◆ **Instruction**: Render every entry verbatim.

◆ **Records to process**:
━━━
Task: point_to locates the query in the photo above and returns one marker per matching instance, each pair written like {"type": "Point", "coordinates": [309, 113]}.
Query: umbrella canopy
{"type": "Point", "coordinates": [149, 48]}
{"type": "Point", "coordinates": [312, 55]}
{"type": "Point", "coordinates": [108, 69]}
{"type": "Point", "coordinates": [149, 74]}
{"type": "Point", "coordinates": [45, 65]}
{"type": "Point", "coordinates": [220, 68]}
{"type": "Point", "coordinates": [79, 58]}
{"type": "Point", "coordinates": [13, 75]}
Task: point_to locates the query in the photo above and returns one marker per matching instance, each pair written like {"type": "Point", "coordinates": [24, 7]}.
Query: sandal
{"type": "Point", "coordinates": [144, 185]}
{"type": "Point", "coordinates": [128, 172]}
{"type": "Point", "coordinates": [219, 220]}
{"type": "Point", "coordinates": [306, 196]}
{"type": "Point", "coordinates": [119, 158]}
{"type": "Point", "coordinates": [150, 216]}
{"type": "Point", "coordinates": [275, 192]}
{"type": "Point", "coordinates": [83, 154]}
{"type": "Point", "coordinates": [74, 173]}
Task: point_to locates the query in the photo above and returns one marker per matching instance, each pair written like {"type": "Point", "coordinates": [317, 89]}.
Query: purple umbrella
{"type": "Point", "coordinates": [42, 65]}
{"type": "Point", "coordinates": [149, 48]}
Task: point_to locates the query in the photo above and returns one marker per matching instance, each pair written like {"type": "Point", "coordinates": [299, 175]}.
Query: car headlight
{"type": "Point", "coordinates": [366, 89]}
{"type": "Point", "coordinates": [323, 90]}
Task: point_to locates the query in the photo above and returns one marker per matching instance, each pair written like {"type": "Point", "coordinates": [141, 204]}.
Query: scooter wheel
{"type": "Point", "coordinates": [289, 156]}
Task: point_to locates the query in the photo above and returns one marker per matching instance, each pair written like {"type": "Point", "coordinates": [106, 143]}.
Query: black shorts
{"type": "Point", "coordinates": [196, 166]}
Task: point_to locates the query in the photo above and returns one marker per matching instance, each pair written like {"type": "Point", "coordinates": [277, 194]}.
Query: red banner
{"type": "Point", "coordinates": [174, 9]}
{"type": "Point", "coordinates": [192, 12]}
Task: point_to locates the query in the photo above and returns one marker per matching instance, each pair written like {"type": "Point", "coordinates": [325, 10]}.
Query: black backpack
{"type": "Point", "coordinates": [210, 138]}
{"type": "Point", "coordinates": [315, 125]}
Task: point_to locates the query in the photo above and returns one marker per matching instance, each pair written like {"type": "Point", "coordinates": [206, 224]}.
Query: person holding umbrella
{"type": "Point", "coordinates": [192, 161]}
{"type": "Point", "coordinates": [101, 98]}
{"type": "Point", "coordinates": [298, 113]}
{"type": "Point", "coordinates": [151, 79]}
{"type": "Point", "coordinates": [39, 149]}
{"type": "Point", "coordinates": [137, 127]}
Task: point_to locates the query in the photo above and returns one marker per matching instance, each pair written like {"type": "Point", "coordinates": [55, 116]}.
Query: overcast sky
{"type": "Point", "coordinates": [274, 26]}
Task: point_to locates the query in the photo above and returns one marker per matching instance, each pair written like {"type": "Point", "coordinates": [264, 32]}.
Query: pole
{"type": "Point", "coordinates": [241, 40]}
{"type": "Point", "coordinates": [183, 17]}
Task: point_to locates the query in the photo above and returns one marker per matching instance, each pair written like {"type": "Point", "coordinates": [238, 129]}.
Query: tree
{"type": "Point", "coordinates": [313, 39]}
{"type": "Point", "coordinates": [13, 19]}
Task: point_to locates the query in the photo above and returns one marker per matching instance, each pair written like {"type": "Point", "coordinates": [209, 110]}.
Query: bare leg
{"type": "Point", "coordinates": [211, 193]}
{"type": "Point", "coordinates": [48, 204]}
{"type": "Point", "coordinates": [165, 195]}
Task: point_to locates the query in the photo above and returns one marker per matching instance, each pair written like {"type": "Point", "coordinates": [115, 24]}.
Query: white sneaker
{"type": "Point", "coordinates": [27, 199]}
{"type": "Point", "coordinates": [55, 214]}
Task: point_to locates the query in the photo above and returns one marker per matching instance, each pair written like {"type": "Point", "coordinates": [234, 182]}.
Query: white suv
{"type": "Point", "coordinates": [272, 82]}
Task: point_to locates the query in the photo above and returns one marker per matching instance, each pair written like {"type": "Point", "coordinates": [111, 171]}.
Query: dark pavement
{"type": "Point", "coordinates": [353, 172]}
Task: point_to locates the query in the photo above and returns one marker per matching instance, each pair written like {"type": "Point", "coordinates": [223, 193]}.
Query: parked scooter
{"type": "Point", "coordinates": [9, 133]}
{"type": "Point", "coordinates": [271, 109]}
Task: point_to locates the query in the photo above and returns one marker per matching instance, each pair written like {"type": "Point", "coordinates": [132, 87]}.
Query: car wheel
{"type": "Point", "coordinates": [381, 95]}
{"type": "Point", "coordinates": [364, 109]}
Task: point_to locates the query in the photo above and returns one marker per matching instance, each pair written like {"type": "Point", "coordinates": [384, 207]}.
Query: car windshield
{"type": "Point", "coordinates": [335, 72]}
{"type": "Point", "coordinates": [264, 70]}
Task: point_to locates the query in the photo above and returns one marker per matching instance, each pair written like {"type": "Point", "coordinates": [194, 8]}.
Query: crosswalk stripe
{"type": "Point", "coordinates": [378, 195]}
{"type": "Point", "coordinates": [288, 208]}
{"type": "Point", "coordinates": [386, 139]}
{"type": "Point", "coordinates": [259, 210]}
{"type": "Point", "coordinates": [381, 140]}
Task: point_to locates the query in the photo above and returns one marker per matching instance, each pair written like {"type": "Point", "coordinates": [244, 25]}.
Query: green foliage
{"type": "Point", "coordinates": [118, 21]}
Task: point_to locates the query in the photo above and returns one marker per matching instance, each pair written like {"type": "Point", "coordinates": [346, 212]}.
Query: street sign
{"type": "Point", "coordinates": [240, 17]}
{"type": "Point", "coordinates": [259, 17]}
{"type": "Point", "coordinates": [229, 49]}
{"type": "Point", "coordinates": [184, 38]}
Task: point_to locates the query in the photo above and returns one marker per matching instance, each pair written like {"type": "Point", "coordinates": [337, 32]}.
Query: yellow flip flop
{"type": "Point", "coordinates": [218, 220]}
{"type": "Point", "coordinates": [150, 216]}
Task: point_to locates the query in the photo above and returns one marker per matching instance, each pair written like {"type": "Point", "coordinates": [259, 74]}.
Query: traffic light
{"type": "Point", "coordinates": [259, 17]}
━━━
◆ **Answer to the exercise**:
Task: point_to locates the query in the photo above and returns one marker per matching instance, each pair written like {"type": "Point", "coordinates": [309, 113]}.
Query: umbrella canopy
{"type": "Point", "coordinates": [149, 48]}
{"type": "Point", "coordinates": [312, 55]}
{"type": "Point", "coordinates": [108, 69]}
{"type": "Point", "coordinates": [149, 74]}
{"type": "Point", "coordinates": [45, 65]}
{"type": "Point", "coordinates": [220, 68]}
{"type": "Point", "coordinates": [79, 58]}
{"type": "Point", "coordinates": [13, 75]}
Task: point_to locates the query in the photo above and returns one marker per matching instance, each pair written like {"type": "Point", "coordinates": [24, 7]}.
Query: sandal
{"type": "Point", "coordinates": [144, 185]}
{"type": "Point", "coordinates": [128, 172]}
{"type": "Point", "coordinates": [219, 220]}
{"type": "Point", "coordinates": [306, 196]}
{"type": "Point", "coordinates": [119, 158]}
{"type": "Point", "coordinates": [150, 216]}
{"type": "Point", "coordinates": [275, 192]}
{"type": "Point", "coordinates": [83, 154]}
{"type": "Point", "coordinates": [74, 173]}
Task: point_to locates the query in the photo above and returns one marker per matching instance, each pair written like {"type": "Point", "coordinates": [317, 89]}.
Query: purple umbrella
{"type": "Point", "coordinates": [42, 65]}
{"type": "Point", "coordinates": [149, 48]}
Task: point_to locates the query in the photo above and returns one marker per matching instance, each pair written like {"type": "Point", "coordinates": [299, 175]}.
Query: car headlight
{"type": "Point", "coordinates": [366, 89]}
{"type": "Point", "coordinates": [323, 90]}
Task: point_to locates the query in the photo above and returns one marker per matching instance, each pair written like {"type": "Point", "coordinates": [141, 204]}.
Query: scooter wheel
{"type": "Point", "coordinates": [289, 156]}
Task: point_to locates the query in the photo above and returns one marker per matching instance, each pair written like {"type": "Point", "coordinates": [106, 143]}.
Query: black shorts
{"type": "Point", "coordinates": [196, 166]}
Task: point_to locates the query in the photo above and returns one marker per matching instance, each pair written like {"type": "Point", "coordinates": [277, 194]}.
Query: red banner
{"type": "Point", "coordinates": [174, 9]}
{"type": "Point", "coordinates": [192, 12]}
Task: point_to locates the query in the photo above and returns one marker per matching instance, each pair written like {"type": "Point", "coordinates": [325, 10]}.
Query: black backpack
{"type": "Point", "coordinates": [210, 138]}
{"type": "Point", "coordinates": [315, 125]}
Task: point_to locates the query in the photo above and returns one marker per matching instance, each pair written like {"type": "Point", "coordinates": [206, 224]}.
Query: person holding umbrella
{"type": "Point", "coordinates": [192, 161]}
{"type": "Point", "coordinates": [101, 98]}
{"type": "Point", "coordinates": [298, 113]}
{"type": "Point", "coordinates": [151, 79]}
{"type": "Point", "coordinates": [39, 149]}
{"type": "Point", "coordinates": [137, 127]}
Task: point_to locates the query in the photo above and returns one marker per matching instance, each pair written like {"type": "Point", "coordinates": [55, 116]}.
Query: overcast sky
{"type": "Point", "coordinates": [274, 26]}
Task: point_to locates the query in the photo above and returns one marker per matching instance, each pair written like {"type": "Point", "coordinates": [264, 32]}.
Query: pole
{"type": "Point", "coordinates": [241, 40]}
{"type": "Point", "coordinates": [183, 17]}
Task: point_to locates the query in the photo above and returns one marker per matching instance, each pair written like {"type": "Point", "coordinates": [238, 129]}.
Query: tree
{"type": "Point", "coordinates": [313, 39]}
{"type": "Point", "coordinates": [13, 19]}
Task: point_to locates the query in the photo above and returns one marker per matching instance, each pair written like {"type": "Point", "coordinates": [209, 110]}.
Query: bare leg
{"type": "Point", "coordinates": [211, 193]}
{"type": "Point", "coordinates": [48, 204]}
{"type": "Point", "coordinates": [165, 195]}
Task: point_to locates the query in the photo above and returns one marker per matching instance, each pair written like {"type": "Point", "coordinates": [115, 24]}.
Query: white sneaker
{"type": "Point", "coordinates": [27, 199]}
{"type": "Point", "coordinates": [55, 214]}
Task: point_to locates the query in the photo above and returns one marker per matching instance, each pair written like {"type": "Point", "coordinates": [234, 182]}.
Query: white suv
{"type": "Point", "coordinates": [272, 82]}
Task: point_to locates the query in the photo above and returns one marker per matching instance, each pair written like {"type": "Point", "coordinates": [111, 171]}.
Query: dark pavement
{"type": "Point", "coordinates": [353, 172]}
Task: point_to locates the query in the photo above and returns one marker per matching instance, each pair written like {"type": "Point", "coordinates": [223, 193]}.
Query: parked scooter
{"type": "Point", "coordinates": [9, 133]}
{"type": "Point", "coordinates": [271, 109]}
Task: point_to locates the query in the photo above and returns one marker per matching instance, each pair written like {"type": "Point", "coordinates": [132, 87]}.
Query: car wheel
{"type": "Point", "coordinates": [381, 95]}
{"type": "Point", "coordinates": [364, 109]}
Task: point_to locates the query in the photo above and returns one marker per matching instance, each pair written like {"type": "Point", "coordinates": [384, 207]}.
Query: car windshield
{"type": "Point", "coordinates": [335, 72]}
{"type": "Point", "coordinates": [264, 70]}
Task: point_to locates the query in the photo above and returns one marker per matching instance, each pair written like {"type": "Point", "coordinates": [194, 8]}.
Query: crosswalk stripe
{"type": "Point", "coordinates": [378, 195]}
{"type": "Point", "coordinates": [288, 208]}
{"type": "Point", "coordinates": [386, 139]}
{"type": "Point", "coordinates": [259, 210]}
{"type": "Point", "coordinates": [381, 140]}
Task: point_to locates the query in the photo above and returns one marker per matching instance, each pair written like {"type": "Point", "coordinates": [244, 25]}.
Query: green foliage
{"type": "Point", "coordinates": [118, 21]}
Task: point_to locates the query in the photo above and returns one marker per matching instance, each pair written like {"type": "Point", "coordinates": [346, 212]}.
Query: street sign
{"type": "Point", "coordinates": [240, 17]}
{"type": "Point", "coordinates": [259, 17]}
{"type": "Point", "coordinates": [229, 49]}
{"type": "Point", "coordinates": [184, 38]}
Task: point_to locates the query in the photo above and returns one marker per matching instance, each pair written like {"type": "Point", "coordinates": [337, 32]}.
Query: yellow flip flop
{"type": "Point", "coordinates": [218, 220]}
{"type": "Point", "coordinates": [150, 216]}
Task: point_to locates the query in the photo above and returns one marker per matching instance, each pair written like {"type": "Point", "coordinates": [259, 74]}.
Query: traffic light
{"type": "Point", "coordinates": [259, 17]}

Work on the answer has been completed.